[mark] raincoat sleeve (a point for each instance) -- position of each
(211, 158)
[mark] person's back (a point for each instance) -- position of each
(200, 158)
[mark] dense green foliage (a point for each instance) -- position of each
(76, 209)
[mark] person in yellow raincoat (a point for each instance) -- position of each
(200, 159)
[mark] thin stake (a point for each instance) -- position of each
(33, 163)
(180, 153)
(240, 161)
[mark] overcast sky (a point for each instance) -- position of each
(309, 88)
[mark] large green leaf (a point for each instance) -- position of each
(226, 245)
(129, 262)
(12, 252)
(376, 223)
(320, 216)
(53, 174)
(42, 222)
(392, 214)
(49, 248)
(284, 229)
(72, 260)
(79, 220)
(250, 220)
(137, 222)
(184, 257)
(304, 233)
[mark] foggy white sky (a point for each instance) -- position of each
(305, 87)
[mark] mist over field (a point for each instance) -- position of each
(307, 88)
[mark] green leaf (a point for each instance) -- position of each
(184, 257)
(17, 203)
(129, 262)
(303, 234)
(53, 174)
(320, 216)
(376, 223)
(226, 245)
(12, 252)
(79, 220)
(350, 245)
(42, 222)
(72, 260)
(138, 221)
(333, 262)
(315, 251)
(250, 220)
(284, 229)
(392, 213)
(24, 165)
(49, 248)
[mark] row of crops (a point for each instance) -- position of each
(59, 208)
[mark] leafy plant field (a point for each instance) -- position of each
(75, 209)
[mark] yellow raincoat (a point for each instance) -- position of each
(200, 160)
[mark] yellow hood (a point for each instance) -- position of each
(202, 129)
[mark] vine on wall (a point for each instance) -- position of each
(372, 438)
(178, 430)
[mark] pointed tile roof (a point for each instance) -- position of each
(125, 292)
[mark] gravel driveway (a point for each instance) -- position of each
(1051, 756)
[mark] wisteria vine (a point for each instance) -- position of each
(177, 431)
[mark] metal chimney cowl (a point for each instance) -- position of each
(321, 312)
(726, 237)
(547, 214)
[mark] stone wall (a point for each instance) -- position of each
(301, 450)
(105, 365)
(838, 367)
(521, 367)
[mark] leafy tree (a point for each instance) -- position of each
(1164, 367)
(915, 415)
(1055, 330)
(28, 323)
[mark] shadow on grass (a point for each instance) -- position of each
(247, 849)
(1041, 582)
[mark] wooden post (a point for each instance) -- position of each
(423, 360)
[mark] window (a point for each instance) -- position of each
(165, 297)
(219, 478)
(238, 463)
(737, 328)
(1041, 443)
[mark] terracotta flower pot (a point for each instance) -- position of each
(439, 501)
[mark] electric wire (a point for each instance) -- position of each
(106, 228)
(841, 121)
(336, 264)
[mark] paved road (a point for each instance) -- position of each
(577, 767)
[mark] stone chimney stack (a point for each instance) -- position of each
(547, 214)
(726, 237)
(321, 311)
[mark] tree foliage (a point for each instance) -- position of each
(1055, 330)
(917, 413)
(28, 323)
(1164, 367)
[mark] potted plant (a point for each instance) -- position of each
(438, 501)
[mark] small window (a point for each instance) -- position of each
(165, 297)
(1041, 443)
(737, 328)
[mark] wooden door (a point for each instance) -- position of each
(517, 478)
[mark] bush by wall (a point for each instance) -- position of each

+++++

[What you are asked to do] Print all of the data above again, line for line, without changing anything.

[The completed task]
[mark] raincoat sleeve (a point for each instance) -- position of each
(211, 158)
[mark] person's back (a point for each instance) -- position of each
(200, 158)
[mark] dense green foliage (a point for each instance) -- position of each
(76, 209)
[mark] person in yellow raincoat (a point for each instance) -- position of each
(200, 159)
[mark] thin stake (a point for each instance) -- position of each
(33, 163)
(180, 153)
(240, 161)
[mark] overcast sky (a point for each instance) -- position of each
(309, 88)
[mark] large green leaf (a point for each instance) -- position of each
(226, 245)
(129, 262)
(12, 252)
(376, 223)
(320, 216)
(53, 174)
(42, 222)
(392, 214)
(49, 248)
(284, 229)
(72, 260)
(79, 220)
(250, 220)
(137, 222)
(184, 257)
(304, 233)
[mark] foggy white sky (a point for each instance) -- position of each
(305, 87)
[mark] mist over field (a point for each instance) -- position of each
(307, 88)
[mark] green leaf (a point for each instance) -- position of each
(184, 257)
(17, 203)
(129, 262)
(303, 234)
(53, 174)
(320, 216)
(376, 223)
(226, 245)
(12, 252)
(79, 220)
(350, 245)
(42, 222)
(72, 260)
(138, 221)
(333, 262)
(315, 251)
(250, 220)
(284, 229)
(392, 213)
(24, 165)
(49, 248)
[mark] row of crops (a point for each instance) -- position of each
(59, 208)
[mark] leafy plant field (a point for each instance) -- position of each
(75, 209)
[mark] yellow raincoat (a point for each instance) -- position of each
(200, 160)
[mark] yellow hood (a point for each instance) -- position of each
(202, 129)
[mark] vine on wall (a point for each instance) -- position of each
(372, 438)
(178, 430)
[mark] pointed tile roof (a point for each instance) -- position of each
(125, 292)
[mark] gravel driveway (a point for each instance) -- position of each
(1051, 756)
[mark] wisteria vine (a point for each instance) -- position of each
(177, 431)
[mark] metal chimney cowl (a point for each instance) -- position of each
(321, 312)
(726, 237)
(547, 214)
[mark] stone wall (a point for each instance) -- position of each
(301, 450)
(105, 365)
(838, 367)
(521, 367)
[mark] leafy tree (a point for each instance) -- position of each
(1164, 367)
(915, 415)
(1055, 330)
(28, 323)
[mark] shadow on grass (a point for each instance) -- position of each
(247, 849)
(1041, 582)
[mark] wooden post (a point for each instance) -- position of each
(423, 360)
[mark] window (a point for each instance) -- position of each
(165, 297)
(219, 478)
(238, 463)
(737, 328)
(1041, 443)
[mark] terracotta flower pot (a point for each instance) -- position of each
(439, 501)
[mark] electric wire (a point for each instance) -- position of each
(106, 228)
(841, 121)
(336, 264)
[mark] paved road (a point for each instance) -- position of each
(577, 767)
[mark] stone chimney stack (a point for each instance) -- position of each
(547, 214)
(726, 237)
(321, 311)
[mark] tree foliage (a point for each instance) -- position of each
(1055, 330)
(917, 413)
(28, 323)
(1164, 367)
[mark] potted plant (a point for each instance) -- position of each
(438, 501)
[mark] small window (a point for each instance) -- position of each
(165, 297)
(1041, 443)
(737, 328)
[mark] wooden door (a point for each instance) -- position of each
(517, 478)
[mark] bush by wall (a point for each instance) -- position of each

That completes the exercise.